# [SHORT TASK]
Count the lines of the listing below that contain the string "wearing", treating uppercase and lowercase letters as distinct, and give only that number.

# [EXERCISE MATERIAL]
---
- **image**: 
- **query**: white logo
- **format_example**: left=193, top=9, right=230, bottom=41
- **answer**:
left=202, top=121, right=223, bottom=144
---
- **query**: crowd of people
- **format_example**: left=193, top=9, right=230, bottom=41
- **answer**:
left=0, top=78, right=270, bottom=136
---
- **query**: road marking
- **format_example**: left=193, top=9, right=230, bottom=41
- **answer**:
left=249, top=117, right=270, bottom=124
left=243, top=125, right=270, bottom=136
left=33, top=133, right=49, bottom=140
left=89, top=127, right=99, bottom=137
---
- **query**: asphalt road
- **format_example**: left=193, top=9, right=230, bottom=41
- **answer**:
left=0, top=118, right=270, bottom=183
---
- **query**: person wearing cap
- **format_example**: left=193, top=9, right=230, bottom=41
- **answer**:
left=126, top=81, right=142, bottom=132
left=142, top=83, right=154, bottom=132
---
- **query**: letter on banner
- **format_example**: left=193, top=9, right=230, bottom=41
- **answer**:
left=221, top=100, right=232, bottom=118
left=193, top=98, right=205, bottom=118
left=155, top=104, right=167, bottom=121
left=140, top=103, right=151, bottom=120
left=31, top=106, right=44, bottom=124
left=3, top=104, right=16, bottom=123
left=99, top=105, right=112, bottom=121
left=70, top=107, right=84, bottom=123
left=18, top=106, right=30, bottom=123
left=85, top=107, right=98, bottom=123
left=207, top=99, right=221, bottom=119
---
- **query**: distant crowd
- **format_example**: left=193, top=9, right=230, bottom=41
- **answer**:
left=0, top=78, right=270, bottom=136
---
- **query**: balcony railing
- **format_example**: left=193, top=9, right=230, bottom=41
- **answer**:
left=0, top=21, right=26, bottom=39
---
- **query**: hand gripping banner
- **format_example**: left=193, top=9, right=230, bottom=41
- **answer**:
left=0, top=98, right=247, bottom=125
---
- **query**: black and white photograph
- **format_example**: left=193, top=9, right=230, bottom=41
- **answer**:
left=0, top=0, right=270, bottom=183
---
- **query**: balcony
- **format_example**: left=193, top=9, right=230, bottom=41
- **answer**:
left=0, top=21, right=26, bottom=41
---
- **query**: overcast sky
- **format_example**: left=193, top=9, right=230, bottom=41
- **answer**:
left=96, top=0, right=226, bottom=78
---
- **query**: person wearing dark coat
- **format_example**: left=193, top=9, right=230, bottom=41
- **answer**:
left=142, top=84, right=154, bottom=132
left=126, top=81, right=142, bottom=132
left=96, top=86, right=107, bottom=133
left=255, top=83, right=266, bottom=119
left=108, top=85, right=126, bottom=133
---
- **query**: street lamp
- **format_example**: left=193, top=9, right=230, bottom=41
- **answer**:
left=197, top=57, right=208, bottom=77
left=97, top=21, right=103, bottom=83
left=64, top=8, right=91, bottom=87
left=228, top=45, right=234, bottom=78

# [FULL ANSWER]
2